ARBEITSAUFTRÄGE →
A) Zähle alle deutschen Flüsse auf, deren Kraftwerke im Forenbeitrag genannt werden.
B) Gib aus dem Forenbeitrag alles von „Am Wasserkraftwerk Lith“ bis einschließlich „innere Verletzungen erfahren.“ wortgetreu wieder.

SEITENAUSZUG →
+ + +
# Maaswasserkraftwerk aufgrund von Fischschäden stillgelegt



## rheinfischer70 (10. Dezember 2021)

Hier mal etwas, was unter dem Radar verschwindet und wie ich finde, doch beachtenswert ist. In den Niederlanden wird gegen den Widerstand des Kraftwerkbetreibers Vattenfall ein Wasserkraftwerk aufgrund großer Fischverluste abgeschaltet.









						Niederlande: Wasserkraftwerk Lith wird stillgelegt - BLINKER
					

Am Wasserkraftwerk Lith in den Niederlanden sterben jährlich tausende Aale auf der Wanderung. Das Kraftwerk wird deshalb zum Jahresende stillgelegt.




					www.blinker.de
				




Warum das bei diversen deutschen Fischhäckselmaschinen nicht gemacht wird, ist mir schleierhaft. Denke da an die Main, Neckar, Lahn und Moselkraftwerke.

Diese Mörderkraftwerke wären für PETA doch viel geeigneter, dem Tierwohl genüge zu tun. Anstatt dessen machen die ein Riesenbohei um einzelne Angler oder ob ein Köderfisch noch eine letzte Zuckung von sich gibt, während am Kraftwerk tausende Fische lebendig geschreddert werden oder Teilamputationen und/oder schwerste innere Verletzungen erfahren.
+ + +
(Zeilen des Datensatzes)
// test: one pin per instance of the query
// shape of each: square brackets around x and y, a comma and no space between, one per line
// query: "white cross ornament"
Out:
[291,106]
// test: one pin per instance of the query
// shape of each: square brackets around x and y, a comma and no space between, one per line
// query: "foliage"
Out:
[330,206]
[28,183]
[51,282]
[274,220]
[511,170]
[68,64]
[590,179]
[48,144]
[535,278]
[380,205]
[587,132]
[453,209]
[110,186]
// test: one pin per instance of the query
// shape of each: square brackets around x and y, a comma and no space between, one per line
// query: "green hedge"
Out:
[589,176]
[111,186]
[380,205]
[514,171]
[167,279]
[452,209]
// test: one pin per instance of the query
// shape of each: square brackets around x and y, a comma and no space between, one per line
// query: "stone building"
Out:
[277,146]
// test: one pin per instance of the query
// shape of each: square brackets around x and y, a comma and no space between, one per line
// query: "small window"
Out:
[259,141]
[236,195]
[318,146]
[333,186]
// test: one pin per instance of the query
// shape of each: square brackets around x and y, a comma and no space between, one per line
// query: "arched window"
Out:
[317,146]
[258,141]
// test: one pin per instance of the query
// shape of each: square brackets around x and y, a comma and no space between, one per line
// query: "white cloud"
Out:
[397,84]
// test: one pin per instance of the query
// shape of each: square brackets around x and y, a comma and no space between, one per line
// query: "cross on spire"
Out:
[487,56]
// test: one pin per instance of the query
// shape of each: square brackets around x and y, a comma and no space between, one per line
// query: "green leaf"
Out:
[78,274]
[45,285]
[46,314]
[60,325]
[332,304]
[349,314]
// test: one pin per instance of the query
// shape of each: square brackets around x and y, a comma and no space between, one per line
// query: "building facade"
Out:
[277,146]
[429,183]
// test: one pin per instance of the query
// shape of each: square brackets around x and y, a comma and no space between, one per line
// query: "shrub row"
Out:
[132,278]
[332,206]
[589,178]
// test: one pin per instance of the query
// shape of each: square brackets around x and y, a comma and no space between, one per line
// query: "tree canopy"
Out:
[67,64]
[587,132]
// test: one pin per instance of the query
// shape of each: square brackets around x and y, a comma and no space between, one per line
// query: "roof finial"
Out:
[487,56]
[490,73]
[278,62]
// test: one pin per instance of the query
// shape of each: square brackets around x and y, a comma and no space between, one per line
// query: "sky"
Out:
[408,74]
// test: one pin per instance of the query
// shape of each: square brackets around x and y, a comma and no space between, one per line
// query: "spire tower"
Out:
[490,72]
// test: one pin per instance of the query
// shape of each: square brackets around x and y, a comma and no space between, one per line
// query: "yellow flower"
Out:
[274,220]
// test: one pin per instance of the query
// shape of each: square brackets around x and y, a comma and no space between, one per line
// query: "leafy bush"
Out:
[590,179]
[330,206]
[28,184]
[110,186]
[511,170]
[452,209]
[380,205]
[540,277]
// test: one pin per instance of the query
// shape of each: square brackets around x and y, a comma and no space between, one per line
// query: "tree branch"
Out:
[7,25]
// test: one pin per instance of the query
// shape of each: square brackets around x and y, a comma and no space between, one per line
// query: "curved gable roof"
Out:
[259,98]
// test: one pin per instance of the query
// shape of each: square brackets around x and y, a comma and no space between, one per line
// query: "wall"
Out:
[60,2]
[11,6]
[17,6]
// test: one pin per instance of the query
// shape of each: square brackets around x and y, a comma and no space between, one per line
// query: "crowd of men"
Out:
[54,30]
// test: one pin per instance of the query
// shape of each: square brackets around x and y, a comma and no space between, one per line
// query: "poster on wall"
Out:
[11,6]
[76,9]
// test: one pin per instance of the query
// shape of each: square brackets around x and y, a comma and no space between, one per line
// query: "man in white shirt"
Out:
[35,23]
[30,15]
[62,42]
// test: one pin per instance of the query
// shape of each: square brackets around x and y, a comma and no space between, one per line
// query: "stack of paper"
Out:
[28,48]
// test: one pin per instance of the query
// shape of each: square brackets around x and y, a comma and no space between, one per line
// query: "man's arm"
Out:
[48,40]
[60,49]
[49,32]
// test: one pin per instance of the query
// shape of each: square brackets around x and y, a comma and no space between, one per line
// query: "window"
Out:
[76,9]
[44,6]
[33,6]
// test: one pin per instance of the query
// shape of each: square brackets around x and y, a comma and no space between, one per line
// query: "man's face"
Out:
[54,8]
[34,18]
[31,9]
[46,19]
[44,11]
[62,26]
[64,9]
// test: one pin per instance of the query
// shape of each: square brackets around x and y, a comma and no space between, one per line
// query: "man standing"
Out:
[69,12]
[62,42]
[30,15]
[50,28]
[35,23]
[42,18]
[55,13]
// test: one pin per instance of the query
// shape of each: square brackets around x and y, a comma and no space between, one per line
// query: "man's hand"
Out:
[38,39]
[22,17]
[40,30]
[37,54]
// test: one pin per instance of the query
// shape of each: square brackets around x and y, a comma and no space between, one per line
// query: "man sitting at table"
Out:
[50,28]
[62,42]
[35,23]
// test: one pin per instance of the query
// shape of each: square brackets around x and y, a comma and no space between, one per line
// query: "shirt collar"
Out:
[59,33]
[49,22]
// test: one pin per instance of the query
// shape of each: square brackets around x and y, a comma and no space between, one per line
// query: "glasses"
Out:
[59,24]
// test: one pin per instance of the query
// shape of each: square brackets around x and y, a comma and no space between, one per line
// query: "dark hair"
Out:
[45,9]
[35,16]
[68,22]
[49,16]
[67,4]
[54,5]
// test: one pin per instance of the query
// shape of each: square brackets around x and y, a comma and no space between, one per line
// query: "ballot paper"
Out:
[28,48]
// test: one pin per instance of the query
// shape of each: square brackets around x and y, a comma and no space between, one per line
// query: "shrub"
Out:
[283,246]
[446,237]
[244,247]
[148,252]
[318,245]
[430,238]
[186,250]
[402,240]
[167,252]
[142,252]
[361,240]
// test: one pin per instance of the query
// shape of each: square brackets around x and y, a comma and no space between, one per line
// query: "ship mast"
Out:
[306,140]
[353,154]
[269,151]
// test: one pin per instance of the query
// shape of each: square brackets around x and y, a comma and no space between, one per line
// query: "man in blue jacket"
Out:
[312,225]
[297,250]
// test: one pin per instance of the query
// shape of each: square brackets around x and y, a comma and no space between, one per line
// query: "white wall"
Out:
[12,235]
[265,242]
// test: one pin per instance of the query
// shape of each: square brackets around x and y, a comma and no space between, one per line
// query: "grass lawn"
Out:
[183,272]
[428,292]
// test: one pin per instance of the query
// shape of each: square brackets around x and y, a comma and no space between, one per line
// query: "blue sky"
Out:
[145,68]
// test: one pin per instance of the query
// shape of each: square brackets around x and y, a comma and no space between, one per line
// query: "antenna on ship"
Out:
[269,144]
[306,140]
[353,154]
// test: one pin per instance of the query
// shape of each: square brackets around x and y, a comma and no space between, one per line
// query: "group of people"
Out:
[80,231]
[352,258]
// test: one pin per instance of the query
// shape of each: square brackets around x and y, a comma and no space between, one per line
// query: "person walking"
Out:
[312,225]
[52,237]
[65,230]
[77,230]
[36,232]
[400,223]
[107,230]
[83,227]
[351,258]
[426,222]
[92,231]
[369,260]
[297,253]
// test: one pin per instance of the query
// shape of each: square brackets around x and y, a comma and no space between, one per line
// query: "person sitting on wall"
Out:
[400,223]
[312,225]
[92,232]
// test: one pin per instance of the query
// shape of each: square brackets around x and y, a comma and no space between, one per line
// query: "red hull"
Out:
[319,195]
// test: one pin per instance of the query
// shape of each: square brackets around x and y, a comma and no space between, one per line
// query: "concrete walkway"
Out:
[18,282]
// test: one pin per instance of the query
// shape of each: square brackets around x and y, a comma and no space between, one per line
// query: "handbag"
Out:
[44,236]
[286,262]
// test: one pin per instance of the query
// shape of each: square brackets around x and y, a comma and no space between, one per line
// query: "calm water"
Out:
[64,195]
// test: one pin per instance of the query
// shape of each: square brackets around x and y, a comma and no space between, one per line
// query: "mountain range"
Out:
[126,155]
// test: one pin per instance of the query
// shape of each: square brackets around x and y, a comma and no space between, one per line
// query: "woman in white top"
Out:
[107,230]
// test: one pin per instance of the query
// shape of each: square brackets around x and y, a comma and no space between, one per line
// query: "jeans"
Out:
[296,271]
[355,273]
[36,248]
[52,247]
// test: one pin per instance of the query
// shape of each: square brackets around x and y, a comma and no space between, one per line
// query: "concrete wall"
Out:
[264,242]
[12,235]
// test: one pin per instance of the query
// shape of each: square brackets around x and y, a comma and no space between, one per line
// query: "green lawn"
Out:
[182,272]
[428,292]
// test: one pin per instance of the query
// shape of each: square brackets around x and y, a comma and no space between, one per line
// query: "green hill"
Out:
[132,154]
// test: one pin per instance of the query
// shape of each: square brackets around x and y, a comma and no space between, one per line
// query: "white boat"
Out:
+ + +
ANTWORTEN →
A) Main, Neckar, Lahn, Mosel

B)
Am Wasserkraftwerk Lith in den Niederlanden sterben jährlich tausende Aale auf der Wanderung. Das Kraftwerk wird deshalb zum Jahresende stillgelegt.




					www.blinker.de
				




Warum das bei diversen deutschen Fischhäckselmaschinen nicht gemacht wird, ist mir schleierhaft. Denke da an die Main, Neckar, Lahn und Moselkraftwerke.

Diese Mörderkraftwerke wären für PETA doch viel geeigneter, dem Tierwohl genüge zu tun. Anstatt dessen machen die ein Riesenbohei um einzelne Angler oder ob ein Köderfisch noch eine letzte Zuckung von sich gibt, während am Kraftwerk tausende Fische lebendig geschreddert werden oder Teilamputationen und/oder schwerste innere Verletzungen erfahren.